Exercise brief: Set down all of the entries word for word, omitting the images they contain.

:::::

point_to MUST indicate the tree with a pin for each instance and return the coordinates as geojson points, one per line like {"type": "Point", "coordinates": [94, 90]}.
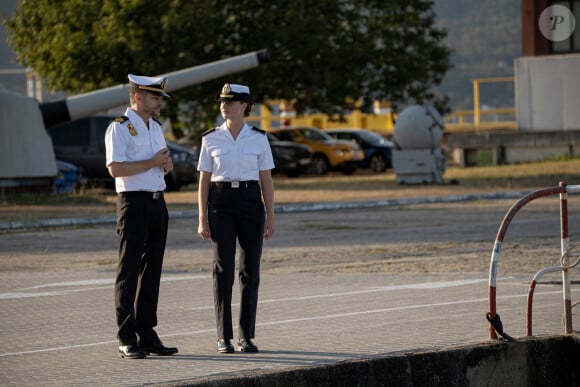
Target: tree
{"type": "Point", "coordinates": [325, 55]}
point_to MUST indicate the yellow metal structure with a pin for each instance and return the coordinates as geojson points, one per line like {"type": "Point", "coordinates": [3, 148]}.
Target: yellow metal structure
{"type": "Point", "coordinates": [475, 120]}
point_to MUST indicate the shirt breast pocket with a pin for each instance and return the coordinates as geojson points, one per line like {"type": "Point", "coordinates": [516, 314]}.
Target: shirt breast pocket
{"type": "Point", "coordinates": [141, 149]}
{"type": "Point", "coordinates": [250, 157]}
{"type": "Point", "coordinates": [220, 157]}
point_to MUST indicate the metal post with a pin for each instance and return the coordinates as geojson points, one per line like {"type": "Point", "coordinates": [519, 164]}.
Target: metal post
{"type": "Point", "coordinates": [565, 243]}
{"type": "Point", "coordinates": [476, 112]}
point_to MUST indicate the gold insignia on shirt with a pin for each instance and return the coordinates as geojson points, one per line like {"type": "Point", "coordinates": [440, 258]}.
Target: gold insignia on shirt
{"type": "Point", "coordinates": [132, 130]}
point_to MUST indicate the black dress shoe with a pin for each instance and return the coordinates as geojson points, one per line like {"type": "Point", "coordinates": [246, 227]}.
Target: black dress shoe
{"type": "Point", "coordinates": [246, 345]}
{"type": "Point", "coordinates": [225, 346]}
{"type": "Point", "coordinates": [157, 348]}
{"type": "Point", "coordinates": [131, 352]}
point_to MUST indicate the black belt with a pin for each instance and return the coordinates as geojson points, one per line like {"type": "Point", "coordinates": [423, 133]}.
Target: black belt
{"type": "Point", "coordinates": [142, 194]}
{"type": "Point", "coordinates": [234, 184]}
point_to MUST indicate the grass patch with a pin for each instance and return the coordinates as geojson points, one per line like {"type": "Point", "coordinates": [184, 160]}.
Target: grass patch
{"type": "Point", "coordinates": [47, 199]}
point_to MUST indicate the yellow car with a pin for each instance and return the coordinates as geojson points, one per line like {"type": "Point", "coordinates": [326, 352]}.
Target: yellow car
{"type": "Point", "coordinates": [327, 153]}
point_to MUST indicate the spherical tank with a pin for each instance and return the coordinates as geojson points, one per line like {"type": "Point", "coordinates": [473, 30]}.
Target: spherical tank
{"type": "Point", "coordinates": [418, 127]}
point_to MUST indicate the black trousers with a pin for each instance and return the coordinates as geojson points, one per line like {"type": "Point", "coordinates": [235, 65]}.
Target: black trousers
{"type": "Point", "coordinates": [142, 228]}
{"type": "Point", "coordinates": [236, 215]}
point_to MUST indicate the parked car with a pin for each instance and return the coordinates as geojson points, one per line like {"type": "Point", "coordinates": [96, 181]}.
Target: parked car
{"type": "Point", "coordinates": [82, 143]}
{"type": "Point", "coordinates": [290, 158]}
{"type": "Point", "coordinates": [328, 153]}
{"type": "Point", "coordinates": [378, 150]}
{"type": "Point", "coordinates": [69, 178]}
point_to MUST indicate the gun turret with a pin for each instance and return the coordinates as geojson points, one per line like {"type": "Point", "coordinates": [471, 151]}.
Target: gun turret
{"type": "Point", "coordinates": [84, 105]}
{"type": "Point", "coordinates": [26, 153]}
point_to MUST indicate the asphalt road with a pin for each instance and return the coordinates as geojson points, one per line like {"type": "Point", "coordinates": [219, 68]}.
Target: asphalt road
{"type": "Point", "coordinates": [336, 285]}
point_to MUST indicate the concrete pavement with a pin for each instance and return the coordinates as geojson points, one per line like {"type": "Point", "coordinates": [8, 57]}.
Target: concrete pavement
{"type": "Point", "coordinates": [57, 326]}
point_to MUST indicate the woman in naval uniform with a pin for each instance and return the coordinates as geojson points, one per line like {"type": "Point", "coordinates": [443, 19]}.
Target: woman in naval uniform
{"type": "Point", "coordinates": [236, 204]}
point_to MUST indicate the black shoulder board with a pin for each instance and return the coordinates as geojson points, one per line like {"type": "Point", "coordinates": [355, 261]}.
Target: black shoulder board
{"type": "Point", "coordinates": [259, 130]}
{"type": "Point", "coordinates": [208, 131]}
{"type": "Point", "coordinates": [121, 119]}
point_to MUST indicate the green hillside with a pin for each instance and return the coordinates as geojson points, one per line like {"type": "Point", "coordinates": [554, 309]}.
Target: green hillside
{"type": "Point", "coordinates": [486, 38]}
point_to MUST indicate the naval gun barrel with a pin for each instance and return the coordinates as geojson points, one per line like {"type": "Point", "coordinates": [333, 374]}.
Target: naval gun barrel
{"type": "Point", "coordinates": [84, 105]}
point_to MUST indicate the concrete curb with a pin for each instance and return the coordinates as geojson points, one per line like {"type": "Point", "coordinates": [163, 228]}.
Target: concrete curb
{"type": "Point", "coordinates": [279, 209]}
{"type": "Point", "coordinates": [531, 361]}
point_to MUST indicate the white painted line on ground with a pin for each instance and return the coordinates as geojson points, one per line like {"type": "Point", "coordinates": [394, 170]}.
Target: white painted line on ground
{"type": "Point", "coordinates": [289, 321]}
{"type": "Point", "coordinates": [81, 287]}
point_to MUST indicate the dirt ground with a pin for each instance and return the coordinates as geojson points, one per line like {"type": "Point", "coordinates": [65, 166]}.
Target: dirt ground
{"type": "Point", "coordinates": [422, 238]}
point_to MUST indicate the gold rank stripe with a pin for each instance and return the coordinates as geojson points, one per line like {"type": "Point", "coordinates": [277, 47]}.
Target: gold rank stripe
{"type": "Point", "coordinates": [151, 88]}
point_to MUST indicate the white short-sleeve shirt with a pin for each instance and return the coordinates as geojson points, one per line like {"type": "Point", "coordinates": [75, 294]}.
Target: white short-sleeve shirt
{"type": "Point", "coordinates": [235, 160]}
{"type": "Point", "coordinates": [133, 141]}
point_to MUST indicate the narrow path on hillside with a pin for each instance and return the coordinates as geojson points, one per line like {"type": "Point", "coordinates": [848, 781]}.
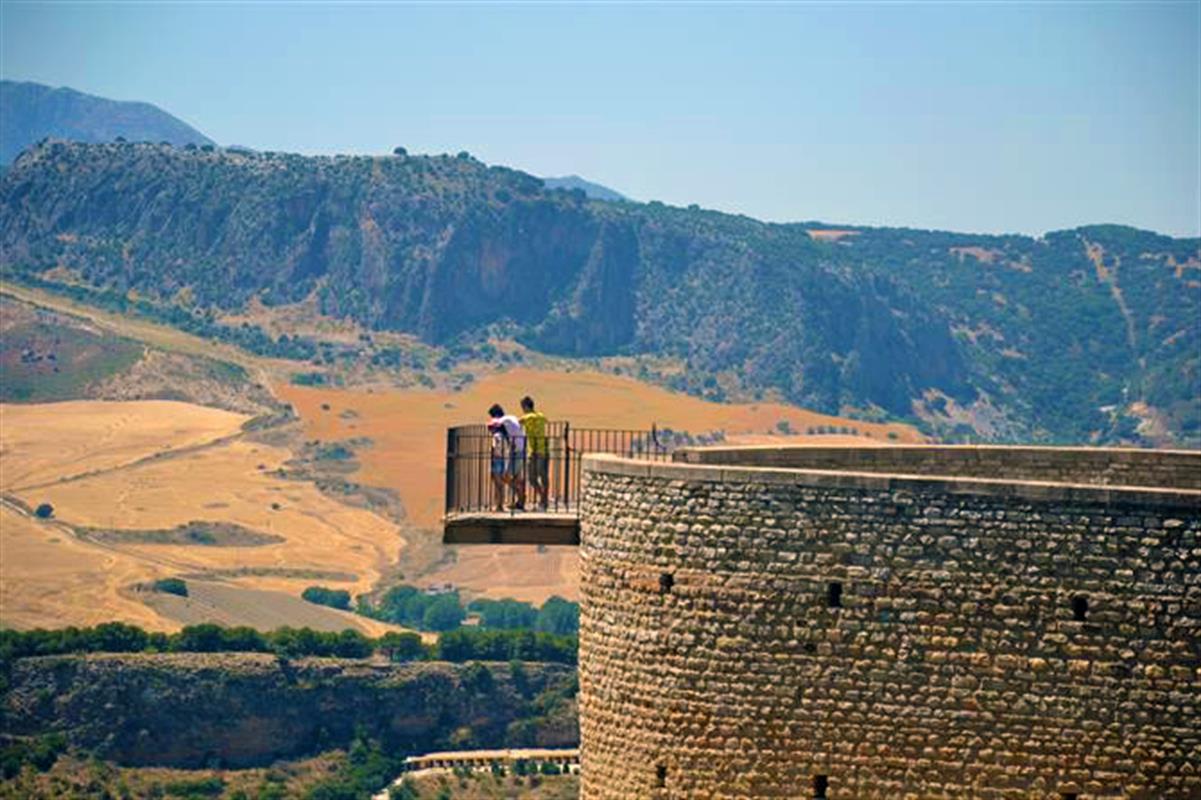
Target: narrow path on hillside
{"type": "Point", "coordinates": [154, 458]}
{"type": "Point", "coordinates": [1110, 278]}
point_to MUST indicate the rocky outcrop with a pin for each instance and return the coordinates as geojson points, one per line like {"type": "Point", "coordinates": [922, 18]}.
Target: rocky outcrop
{"type": "Point", "coordinates": [249, 709]}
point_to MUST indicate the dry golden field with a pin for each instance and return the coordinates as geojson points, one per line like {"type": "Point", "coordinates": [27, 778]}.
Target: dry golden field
{"type": "Point", "coordinates": [114, 471]}
{"type": "Point", "coordinates": [155, 465]}
{"type": "Point", "coordinates": [408, 427]}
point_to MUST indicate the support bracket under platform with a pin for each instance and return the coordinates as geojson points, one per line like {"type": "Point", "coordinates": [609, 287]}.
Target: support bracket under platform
{"type": "Point", "coordinates": [505, 527]}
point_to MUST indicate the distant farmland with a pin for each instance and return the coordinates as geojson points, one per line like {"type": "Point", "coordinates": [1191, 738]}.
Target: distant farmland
{"type": "Point", "coordinates": [144, 467]}
{"type": "Point", "coordinates": [406, 429]}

:::::

Written response:
point_to MUST indicate the tree with a pin for each instance and return the coordinates as geojson points, one per line like {"type": "Point", "coordinates": [94, 90]}.
Target: tree
{"type": "Point", "coordinates": [325, 55]}
point_to MUST indicate the yellow metal structure with a pin for each instance and return the coordinates as geojson points, one per line like {"type": "Point", "coordinates": [3, 148]}.
Target: yellow metal structure
{"type": "Point", "coordinates": [475, 120]}
point_to MUST indicate the shirt breast pocket with a pin for each instance and return the coordinates as geojson points, one per line like {"type": "Point", "coordinates": [516, 314]}.
Target: shirt breast pocket
{"type": "Point", "coordinates": [141, 149]}
{"type": "Point", "coordinates": [250, 157]}
{"type": "Point", "coordinates": [220, 157]}
point_to MUST indicate the metal post with a pin for each instance and return the coordinates as geojson points, one per line like {"type": "Point", "coordinates": [519, 164]}.
Target: metal post
{"type": "Point", "coordinates": [565, 243]}
{"type": "Point", "coordinates": [476, 112]}
point_to MUST indicate the gold insignia on shirt with a pin for each instance and return the coordinates as geojson points, one per line like {"type": "Point", "coordinates": [440, 258]}.
Target: gold insignia on shirt
{"type": "Point", "coordinates": [132, 130]}
point_to MUST indicate the black dress shoe with a pin for each instance and return the coordinates as geojson points, one per line like {"type": "Point", "coordinates": [246, 227]}.
Target: black dress shoe
{"type": "Point", "coordinates": [246, 345]}
{"type": "Point", "coordinates": [225, 346]}
{"type": "Point", "coordinates": [157, 348]}
{"type": "Point", "coordinates": [131, 352]}
point_to MUST indicate the black belt with a pin for each instance and return the coordinates as geojson points, one per line like {"type": "Point", "coordinates": [423, 133]}.
Target: black belt
{"type": "Point", "coordinates": [142, 194]}
{"type": "Point", "coordinates": [234, 184]}
point_to MUST indicate the grass patch with a pin for each instance and return the coordinates as geojson points, one per line like {"type": "Point", "coordinates": [184, 160]}.
Target: grass patch
{"type": "Point", "coordinates": [47, 199]}
point_to MUST indicate the yellow car with a pin for each instance and return the coordinates as geojson points, one per line like {"type": "Point", "coordinates": [326, 352]}.
Target: yellow car
{"type": "Point", "coordinates": [327, 153]}
point_to MUST indicate the spherical tank with a pin for each instance and return the coordinates as geojson points, one per line like {"type": "Point", "coordinates": [473, 30]}.
Target: spherical tank
{"type": "Point", "coordinates": [418, 127]}
point_to MUST indicate the black trousers with a pin for each instance and return the coordinates as geojson points, one per line like {"type": "Point", "coordinates": [235, 65]}.
Target: black trousers
{"type": "Point", "coordinates": [142, 228]}
{"type": "Point", "coordinates": [236, 215]}
point_to MUST indicate the parked car with a pin for each instance and return the coordinates as geojson points, one per line like {"type": "Point", "coordinates": [96, 181]}.
Target: parked car
{"type": "Point", "coordinates": [82, 143]}
{"type": "Point", "coordinates": [290, 158]}
{"type": "Point", "coordinates": [328, 153]}
{"type": "Point", "coordinates": [378, 150]}
{"type": "Point", "coordinates": [69, 178]}
point_to MUST indicate the gun turret with a pin for each instance and return the coordinates as geojson points, one per line like {"type": "Point", "coordinates": [471, 151]}.
Target: gun turret
{"type": "Point", "coordinates": [84, 105]}
{"type": "Point", "coordinates": [26, 153]}
point_to MUST indicate the asphalt road with a pin for each instance and return the coordinates as geojson points, one per line like {"type": "Point", "coordinates": [219, 68]}.
Target: asphalt road
{"type": "Point", "coordinates": [336, 285]}
point_to MUST indicate the concrete pavement with a pin for each instance and return the coordinates as geojson points, one per line like {"type": "Point", "coordinates": [8, 57]}.
Target: concrete pavement
{"type": "Point", "coordinates": [57, 326]}
point_to MUST indicate the woman in naval uniform with a pin for each instance and return the coordinates as geojson points, one per line like {"type": "Point", "coordinates": [443, 19]}.
Target: woman in naval uniform
{"type": "Point", "coordinates": [236, 204]}
point_to MUST indicate the black shoulder board with a pin for each instance and return the coordinates as geojson points, one per line like {"type": "Point", "coordinates": [355, 261]}.
Target: black shoulder board
{"type": "Point", "coordinates": [259, 130]}
{"type": "Point", "coordinates": [208, 131]}
{"type": "Point", "coordinates": [121, 119]}
point_to MUST indicate the green hillside with a pin for each instance and return the coordinates as geojson points, one per line like {"type": "Point", "coordinates": [554, 309]}.
Target: green hillside
{"type": "Point", "coordinates": [486, 38]}
point_to MUST indicate the naval gun barrel with a pin for each instance and return the coordinates as geojson points, one per line like {"type": "Point", "coordinates": [333, 374]}.
Target: naval gun barrel
{"type": "Point", "coordinates": [84, 105]}
point_to MUST indicate the concrete curb with a pin for each instance and return the coordinates as geojson points, one per line like {"type": "Point", "coordinates": [163, 228]}.
Target: concrete curb
{"type": "Point", "coordinates": [279, 209]}
{"type": "Point", "coordinates": [531, 361]}
point_to MUST indicate the white painted line on ground with a pin for each instance and return the coordinates as geojson points, one per line like {"type": "Point", "coordinates": [394, 170]}.
Target: white painted line on ground
{"type": "Point", "coordinates": [289, 321]}
{"type": "Point", "coordinates": [81, 287]}
point_to MUST indicate the dirt ground with a pin for each instance and return the coordinates as geojson points, one per line like {"type": "Point", "coordinates": [65, 166]}.
Target: dirt ground
{"type": "Point", "coordinates": [422, 238]}
point_to MUST indicate the gold rank stripe with a pin for each instance and return the coordinates as geojson points, one per line like {"type": "Point", "coordinates": [277, 47]}.
Target: gold rank stripe
{"type": "Point", "coordinates": [151, 88]}
point_to MUST indicate the white short-sleeve shirt with a pin for each instance and return the coordinates as geojson points, one per line like {"type": "Point", "coordinates": [75, 294]}.
Target: white short-sleeve shirt
{"type": "Point", "coordinates": [235, 160]}
{"type": "Point", "coordinates": [133, 141]}
point_to MUST indicate the narrow path on hillside with a pin for each instance and return the coordinates as geojson points, one per line like {"type": "Point", "coordinates": [848, 781]}.
Target: narrow path on hillside
{"type": "Point", "coordinates": [154, 458]}
{"type": "Point", "coordinates": [1110, 278]}
point_to MUST indicate the rocky outcrop with a pin for each instance and return the coordinates as geojson points, one per line like {"type": "Point", "coordinates": [922, 18]}.
Target: rocky outcrop
{"type": "Point", "coordinates": [249, 709]}
point_to MUST indicate the dry golden field with a pin for each instance and return the coordinates as geojson points, one per line like {"type": "Point", "coordinates": [27, 778]}.
Target: dry golden field
{"type": "Point", "coordinates": [114, 471]}
{"type": "Point", "coordinates": [155, 465]}
{"type": "Point", "coordinates": [408, 427]}
point_to MUST indicate the support bracket under platform with a pin for each instance and return the coordinates as geojson points, one per line like {"type": "Point", "coordinates": [609, 287]}.
Target: support bracket under platform
{"type": "Point", "coordinates": [505, 527]}
point_to MUST indicate the distant farmland with a pin for each instance and return the coordinates as geojson points, one per line like {"type": "Point", "coordinates": [1191, 738]}.
Target: distant farmland
{"type": "Point", "coordinates": [144, 467]}
{"type": "Point", "coordinates": [406, 429]}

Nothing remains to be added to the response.